--- GIVEN RECORDS ---
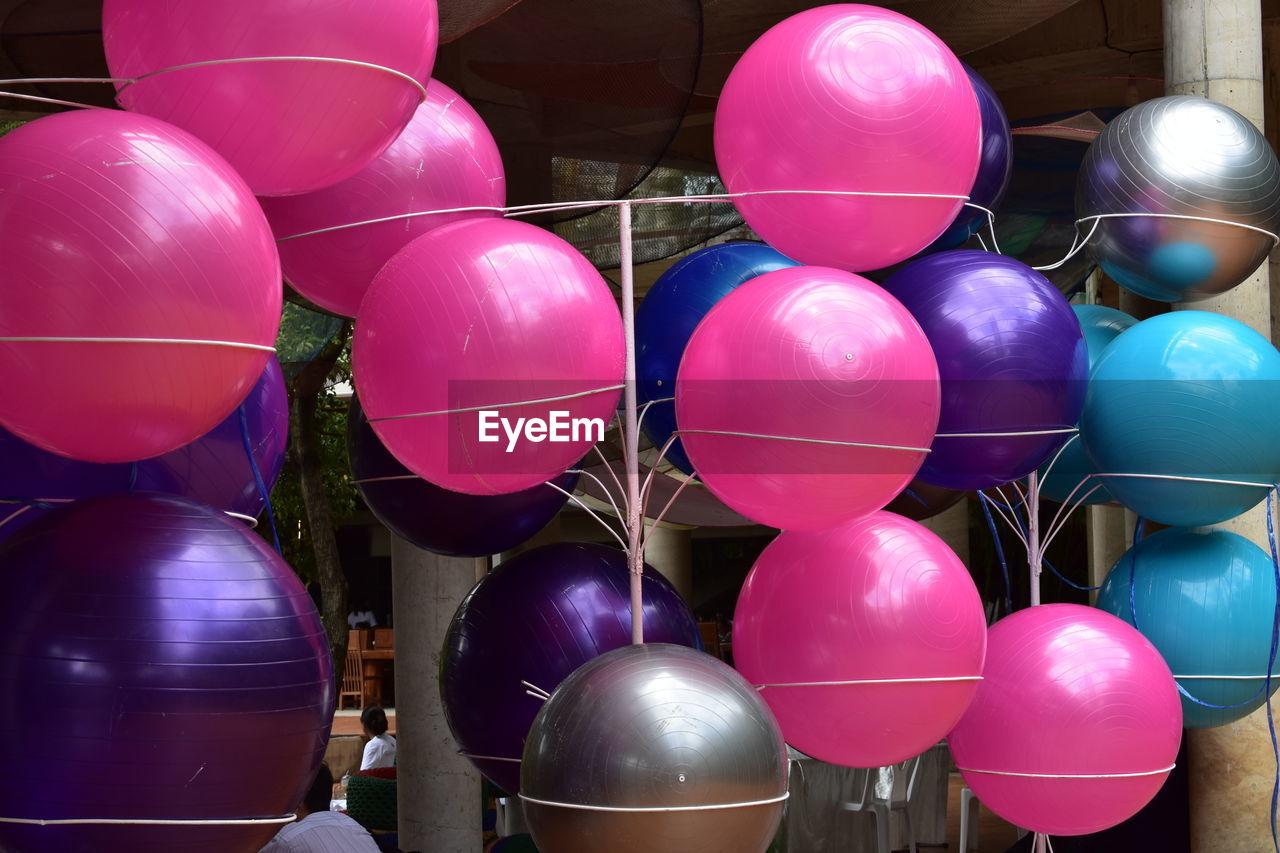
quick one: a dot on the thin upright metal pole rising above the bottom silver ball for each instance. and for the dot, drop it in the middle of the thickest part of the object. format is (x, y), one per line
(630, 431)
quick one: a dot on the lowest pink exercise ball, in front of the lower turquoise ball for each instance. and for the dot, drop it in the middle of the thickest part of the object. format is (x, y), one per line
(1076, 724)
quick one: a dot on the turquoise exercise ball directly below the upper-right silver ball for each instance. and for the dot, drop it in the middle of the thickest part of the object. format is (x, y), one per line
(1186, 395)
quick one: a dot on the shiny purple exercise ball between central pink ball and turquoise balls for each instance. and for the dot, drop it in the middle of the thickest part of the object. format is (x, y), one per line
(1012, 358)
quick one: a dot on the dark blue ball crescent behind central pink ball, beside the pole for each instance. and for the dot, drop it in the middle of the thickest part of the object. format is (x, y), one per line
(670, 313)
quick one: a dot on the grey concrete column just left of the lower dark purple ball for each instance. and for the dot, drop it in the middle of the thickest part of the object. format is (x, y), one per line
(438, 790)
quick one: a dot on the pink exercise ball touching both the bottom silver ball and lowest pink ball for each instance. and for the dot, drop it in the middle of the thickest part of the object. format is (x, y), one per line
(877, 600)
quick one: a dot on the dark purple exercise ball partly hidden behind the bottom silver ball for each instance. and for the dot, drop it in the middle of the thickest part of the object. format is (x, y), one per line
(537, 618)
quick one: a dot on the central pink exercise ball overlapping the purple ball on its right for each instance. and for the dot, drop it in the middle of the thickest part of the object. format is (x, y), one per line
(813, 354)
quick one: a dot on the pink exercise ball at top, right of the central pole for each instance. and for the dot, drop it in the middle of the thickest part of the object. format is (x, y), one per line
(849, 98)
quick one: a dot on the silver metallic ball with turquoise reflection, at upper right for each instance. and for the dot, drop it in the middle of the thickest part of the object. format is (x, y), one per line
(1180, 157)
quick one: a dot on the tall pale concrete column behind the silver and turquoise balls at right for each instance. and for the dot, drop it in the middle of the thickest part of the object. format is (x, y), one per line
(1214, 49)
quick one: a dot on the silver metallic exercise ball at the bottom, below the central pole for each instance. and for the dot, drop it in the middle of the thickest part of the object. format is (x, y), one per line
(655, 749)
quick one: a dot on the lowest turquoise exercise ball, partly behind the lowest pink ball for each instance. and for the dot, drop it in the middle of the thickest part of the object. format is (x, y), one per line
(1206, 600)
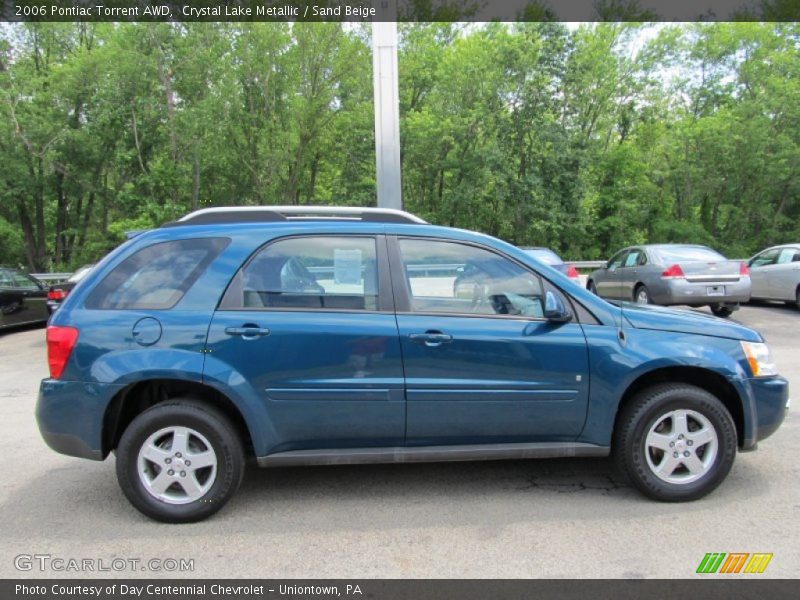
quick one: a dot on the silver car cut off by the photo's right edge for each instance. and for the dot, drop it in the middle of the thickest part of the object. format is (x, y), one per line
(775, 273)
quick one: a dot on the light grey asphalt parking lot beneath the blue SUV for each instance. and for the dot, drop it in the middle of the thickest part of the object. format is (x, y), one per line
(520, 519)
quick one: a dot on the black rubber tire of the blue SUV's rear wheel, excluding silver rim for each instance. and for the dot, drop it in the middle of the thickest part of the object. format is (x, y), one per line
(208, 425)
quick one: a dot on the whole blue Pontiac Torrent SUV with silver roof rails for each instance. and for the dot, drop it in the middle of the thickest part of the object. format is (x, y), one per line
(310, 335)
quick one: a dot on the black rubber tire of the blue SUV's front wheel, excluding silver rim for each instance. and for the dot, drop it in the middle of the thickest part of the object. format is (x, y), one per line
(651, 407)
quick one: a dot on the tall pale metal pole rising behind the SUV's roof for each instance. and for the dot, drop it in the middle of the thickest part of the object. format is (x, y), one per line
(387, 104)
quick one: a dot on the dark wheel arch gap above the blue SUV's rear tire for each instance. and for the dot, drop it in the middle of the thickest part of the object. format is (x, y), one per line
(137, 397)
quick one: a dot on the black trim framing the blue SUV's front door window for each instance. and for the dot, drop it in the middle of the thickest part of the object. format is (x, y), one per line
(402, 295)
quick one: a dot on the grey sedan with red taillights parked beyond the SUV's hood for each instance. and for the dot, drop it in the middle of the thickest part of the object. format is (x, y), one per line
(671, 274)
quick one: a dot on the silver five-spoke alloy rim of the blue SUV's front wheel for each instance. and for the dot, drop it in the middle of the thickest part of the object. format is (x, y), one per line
---
→ **TO DO**:
The expected output is each entry given again word for word, with pictures dropped.

→ **EXERCISE RESPONSE**:
quick one: a dot on the thin upright metal pole rising above the bottom silver ball for each instance. and for the dot, drop it in the middle of the thickest part of the object. format is (x, y), one per line
(630, 431)
quick one: a dot on the lowest pink exercise ball, in front of the lower turquoise ball for each instance. and for the dot, drop it in the middle of the thickest part of the object. format is (x, y), one per line
(1076, 724)
quick one: a dot on the turquoise exercise ball directly below the upper-right silver ball for each instance. and for the dot, drop it in the middle of the thickest part of the object. format is (x, y), one per line
(1186, 395)
quick one: a dot on the shiny purple exercise ball between central pink ball and turquoise balls for each instance. and for the dot, drop it in the middle of the thickest part of the object. format is (x, y), one per line
(1012, 358)
quick one: a dot on the dark blue ball crescent behind central pink ball, beside the pole for each instance. and for the dot, drop it in the middle of the thickest part of the object. format is (x, y), one per line
(670, 313)
quick one: a dot on the grey concrete column just left of the lower dark purple ball for each instance. and for the dot, drop it in the middle of the thickest part of the object. format is (x, y), one per line
(438, 790)
quick one: a dot on the pink exercise ball touching both the bottom silver ball and lowest pink ball for each instance. and for the dot, drop it in the middle of the thickest part of the object. format is (x, y), one per line
(877, 600)
quick one: a dot on the dark purple exercise ball partly hidden behind the bottom silver ball for each instance. and for the dot, drop it in the middle of the thickest part of the object. format is (x, y), one per line
(537, 618)
quick one: a dot on the central pink exercise ball overlapping the purple ball on its right for each instance. and for the dot, drop it in the middle of the thickest part of the object. format is (x, y), one per line
(813, 354)
quick one: a dot on the pink exercise ball at top, right of the central pole for each instance. and for the dot, drop it in the middle of the thickest part of the object. format is (x, y), one per line
(849, 98)
quick one: a dot on the silver metallic ball with turquoise reflection, at upper right for each instance. and for the dot, drop it in the middle of the thickest part of the object. format is (x, y), one per line
(1180, 157)
quick one: a dot on the tall pale concrete column behind the silver and turquoise balls at right for each instance. and for the dot, drop it in the middle of the thickest part of the object. format is (x, y), one per line
(1214, 49)
quick one: a dot on the silver metallic exercise ball at the bottom, below the central pole for each instance. and for the dot, drop it in the middle of the thickest part of the object. format is (x, y), one per line
(655, 749)
quick one: a dot on the lowest turquoise exercise ball, partly behind the lowest pink ball for each instance. and for the dot, drop it in the middle of the thickest part of the object. format is (x, y), one per line
(1206, 600)
quick one: a dot on the silver car cut off by the photo's right edge for each instance. and for the dot, drop it in the middle of the thickest part of the object. format is (x, y), one per line
(775, 273)
quick one: a dot on the light grey asphalt parking lot beneath the blue SUV for each instance. and for the dot, drop it in the middle of the thickest part of the object. format is (x, y), one per line
(520, 519)
quick one: a dot on the black rubber tire of the blue SUV's rear wheel, excluding silver rim for each instance. and for the dot, drop it in the middle of the thickest part of the object. format is (x, y), one per line
(208, 425)
quick one: a dot on the whole blue Pontiac Torrent SUV with silver roof rails for each instance. and for the dot, drop it in the middle of the thickest part of the object. format is (x, y), one per line
(310, 335)
quick one: a dot on the black rubber tire of the blue SUV's front wheel, excluding silver rim for each instance. and for the dot, drop it in the middle of the thickest part of the object. format is (x, y), one per line
(651, 407)
quick one: a dot on the tall pale metal pole rising behind the SUV's roof for each instance. and for the dot, drop it in the middle of the thickest part of the object. format is (x, y), one per line
(387, 104)
quick one: a dot on the dark wheel arch gap above the blue SUV's rear tire for each instance. and for the dot, drop it in the middle of the thickest part of the object. format is (x, y), one per line
(137, 397)
quick one: a dot on the black trim framing the blue SUV's front door window for each instance. and for the dot, drop it in the middle of the thickest part of the object. format is (x, y), one per line
(402, 295)
quick one: a dot on the grey sedan with red taillights parked beyond the SUV's hood for each instance. and for the dot, drop it in the middle of the thickest part of the object. format is (x, y), one per line
(671, 274)
quick one: a dot on the silver five-spoke alloy rim of the blue SUV's front wheel for each instance. and for the dot, drop it in the middle of the thickest part of the object. format is (x, y), one per line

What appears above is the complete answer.